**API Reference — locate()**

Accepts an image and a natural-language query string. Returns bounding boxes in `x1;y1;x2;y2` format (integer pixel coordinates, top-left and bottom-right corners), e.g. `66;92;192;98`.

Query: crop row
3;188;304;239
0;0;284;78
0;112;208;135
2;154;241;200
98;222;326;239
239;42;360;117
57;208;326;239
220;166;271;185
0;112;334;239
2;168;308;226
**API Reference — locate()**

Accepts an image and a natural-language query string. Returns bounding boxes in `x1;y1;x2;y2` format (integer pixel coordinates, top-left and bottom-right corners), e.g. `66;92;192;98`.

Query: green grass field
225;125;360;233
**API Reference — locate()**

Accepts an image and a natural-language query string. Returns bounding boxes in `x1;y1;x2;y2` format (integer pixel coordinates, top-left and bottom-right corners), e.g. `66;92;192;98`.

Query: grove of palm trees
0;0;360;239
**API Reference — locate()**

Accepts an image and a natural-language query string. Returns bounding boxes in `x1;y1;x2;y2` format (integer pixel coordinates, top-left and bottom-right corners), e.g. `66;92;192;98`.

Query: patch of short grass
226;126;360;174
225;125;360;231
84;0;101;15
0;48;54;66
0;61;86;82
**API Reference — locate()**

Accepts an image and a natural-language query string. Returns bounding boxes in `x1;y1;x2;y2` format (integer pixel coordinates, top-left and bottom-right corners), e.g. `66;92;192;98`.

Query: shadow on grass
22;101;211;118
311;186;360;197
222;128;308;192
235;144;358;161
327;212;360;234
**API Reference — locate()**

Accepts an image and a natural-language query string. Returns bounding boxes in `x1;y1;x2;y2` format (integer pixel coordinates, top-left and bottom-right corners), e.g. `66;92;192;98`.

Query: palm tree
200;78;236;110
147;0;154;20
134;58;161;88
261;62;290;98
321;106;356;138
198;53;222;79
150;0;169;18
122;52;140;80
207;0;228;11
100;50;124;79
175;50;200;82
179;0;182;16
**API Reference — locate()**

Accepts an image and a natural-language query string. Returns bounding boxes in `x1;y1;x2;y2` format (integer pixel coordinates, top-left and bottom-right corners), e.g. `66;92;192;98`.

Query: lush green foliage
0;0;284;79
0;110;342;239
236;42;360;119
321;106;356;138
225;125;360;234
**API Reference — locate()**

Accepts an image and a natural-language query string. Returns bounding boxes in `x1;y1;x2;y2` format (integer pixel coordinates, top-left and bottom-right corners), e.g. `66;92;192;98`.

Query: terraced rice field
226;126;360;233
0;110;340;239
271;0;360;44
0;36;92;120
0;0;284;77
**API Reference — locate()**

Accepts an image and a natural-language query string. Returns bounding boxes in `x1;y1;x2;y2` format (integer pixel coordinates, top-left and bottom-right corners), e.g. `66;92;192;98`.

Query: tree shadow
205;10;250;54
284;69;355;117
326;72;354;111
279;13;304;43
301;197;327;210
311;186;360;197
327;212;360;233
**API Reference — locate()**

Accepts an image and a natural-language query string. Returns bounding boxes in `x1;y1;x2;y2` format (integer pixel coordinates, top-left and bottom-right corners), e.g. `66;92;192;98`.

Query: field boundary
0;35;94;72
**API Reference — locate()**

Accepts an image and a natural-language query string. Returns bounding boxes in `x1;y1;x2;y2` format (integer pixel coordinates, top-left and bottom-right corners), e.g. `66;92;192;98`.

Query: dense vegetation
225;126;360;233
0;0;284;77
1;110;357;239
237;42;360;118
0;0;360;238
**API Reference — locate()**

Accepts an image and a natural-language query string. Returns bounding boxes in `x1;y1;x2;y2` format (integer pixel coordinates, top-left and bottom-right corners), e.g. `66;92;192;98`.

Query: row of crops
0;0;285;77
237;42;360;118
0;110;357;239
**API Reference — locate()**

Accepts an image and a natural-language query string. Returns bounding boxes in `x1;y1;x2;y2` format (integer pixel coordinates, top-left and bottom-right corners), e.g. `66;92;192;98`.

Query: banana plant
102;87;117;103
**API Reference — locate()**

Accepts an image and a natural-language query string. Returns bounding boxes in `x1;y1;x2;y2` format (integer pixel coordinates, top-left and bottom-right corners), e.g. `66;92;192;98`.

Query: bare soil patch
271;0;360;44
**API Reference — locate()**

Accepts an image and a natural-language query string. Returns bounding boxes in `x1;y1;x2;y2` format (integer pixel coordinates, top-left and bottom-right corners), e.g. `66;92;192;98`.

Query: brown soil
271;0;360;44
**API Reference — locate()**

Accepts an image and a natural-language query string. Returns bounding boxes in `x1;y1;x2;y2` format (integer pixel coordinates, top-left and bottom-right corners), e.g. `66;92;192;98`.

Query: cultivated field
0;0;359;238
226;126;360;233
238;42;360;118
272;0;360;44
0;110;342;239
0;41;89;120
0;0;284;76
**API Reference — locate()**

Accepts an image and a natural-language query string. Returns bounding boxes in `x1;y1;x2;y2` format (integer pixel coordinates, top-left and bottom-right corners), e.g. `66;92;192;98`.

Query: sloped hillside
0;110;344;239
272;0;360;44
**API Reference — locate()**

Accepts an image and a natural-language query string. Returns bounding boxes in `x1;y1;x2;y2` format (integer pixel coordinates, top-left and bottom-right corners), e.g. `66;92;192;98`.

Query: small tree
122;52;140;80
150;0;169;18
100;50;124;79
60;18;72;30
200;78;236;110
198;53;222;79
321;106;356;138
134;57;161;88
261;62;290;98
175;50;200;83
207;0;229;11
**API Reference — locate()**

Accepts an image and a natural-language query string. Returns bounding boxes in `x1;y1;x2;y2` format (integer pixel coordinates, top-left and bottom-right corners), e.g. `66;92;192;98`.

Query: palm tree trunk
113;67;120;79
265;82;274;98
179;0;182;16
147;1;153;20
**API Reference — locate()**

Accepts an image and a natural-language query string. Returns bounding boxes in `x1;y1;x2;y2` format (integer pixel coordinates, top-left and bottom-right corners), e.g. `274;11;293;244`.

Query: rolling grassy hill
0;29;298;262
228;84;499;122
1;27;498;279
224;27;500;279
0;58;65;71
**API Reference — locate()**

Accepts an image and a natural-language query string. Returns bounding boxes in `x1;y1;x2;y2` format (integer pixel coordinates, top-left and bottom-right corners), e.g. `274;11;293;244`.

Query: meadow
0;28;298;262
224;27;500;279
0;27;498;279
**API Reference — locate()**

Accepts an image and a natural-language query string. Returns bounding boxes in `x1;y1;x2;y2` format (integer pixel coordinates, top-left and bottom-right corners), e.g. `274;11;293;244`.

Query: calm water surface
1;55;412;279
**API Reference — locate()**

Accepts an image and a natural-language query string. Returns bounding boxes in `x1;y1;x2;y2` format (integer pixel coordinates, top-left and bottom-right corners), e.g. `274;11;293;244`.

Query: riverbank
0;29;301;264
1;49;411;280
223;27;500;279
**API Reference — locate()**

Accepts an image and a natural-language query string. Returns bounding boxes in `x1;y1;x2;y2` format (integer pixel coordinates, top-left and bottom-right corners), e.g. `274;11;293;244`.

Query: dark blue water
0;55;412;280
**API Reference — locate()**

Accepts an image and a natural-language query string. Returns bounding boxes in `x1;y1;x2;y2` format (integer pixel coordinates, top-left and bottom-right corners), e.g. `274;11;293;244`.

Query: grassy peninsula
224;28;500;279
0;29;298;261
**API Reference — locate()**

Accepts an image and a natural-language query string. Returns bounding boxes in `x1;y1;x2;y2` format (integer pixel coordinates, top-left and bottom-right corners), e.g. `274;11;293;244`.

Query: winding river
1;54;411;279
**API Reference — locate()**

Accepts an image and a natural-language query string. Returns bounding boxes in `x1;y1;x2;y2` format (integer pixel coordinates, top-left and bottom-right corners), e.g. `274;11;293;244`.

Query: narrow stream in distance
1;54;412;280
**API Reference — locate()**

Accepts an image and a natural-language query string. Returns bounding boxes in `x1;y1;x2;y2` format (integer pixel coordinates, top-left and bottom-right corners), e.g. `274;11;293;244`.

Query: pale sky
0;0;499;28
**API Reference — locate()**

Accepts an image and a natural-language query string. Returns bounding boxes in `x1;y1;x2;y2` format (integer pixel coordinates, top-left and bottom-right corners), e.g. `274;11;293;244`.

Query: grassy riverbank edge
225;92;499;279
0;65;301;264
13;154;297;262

### Assigned task
Lines from the one containing "Query: grassy peninsula" to the end of the data are to be printed exactly, including the first and last.

### Solution for this task
Query: grassy peninsula
224;28;500;279
0;29;298;261
**API Reference — locate()**

Accepts an image and a natural-language query string. Returns bounding boxes in `x1;y1;x2;y2` format (integer pixel coordinates, top-left and bottom-right corners), e.g. `274;11;293;244`.

Query: winding river
1;54;411;279
**API Reference — locate()**

Accepts an image and a natural-language query string. Returns bounding boxes in `x1;y1;x2;y2` format (integer pixel coordinates, top-left and bottom-right corners), e.g. `274;11;293;244`.

Query: narrow stream in distance
1;54;412;280
**API Reference — locate()**

Accepts an image and a natural-language query string. Returns bounding boxes in `x1;y1;x2;y2` format (integer pixel coordinates, top-left and bottom-right corners), e.g. `274;11;293;244`.

Query: pale sky
0;0;499;28
**API Reference — locate()**

Accepts an image and a natural-language query string. Returns bounding boxes in `x1;y1;x2;y2` format (integer pixel coordinates, top-left and bottom-right corners), e.g. `274;11;293;244`.

Query: grassy riverbank edge
225;92;499;279
0;65;301;264
13;154;297;262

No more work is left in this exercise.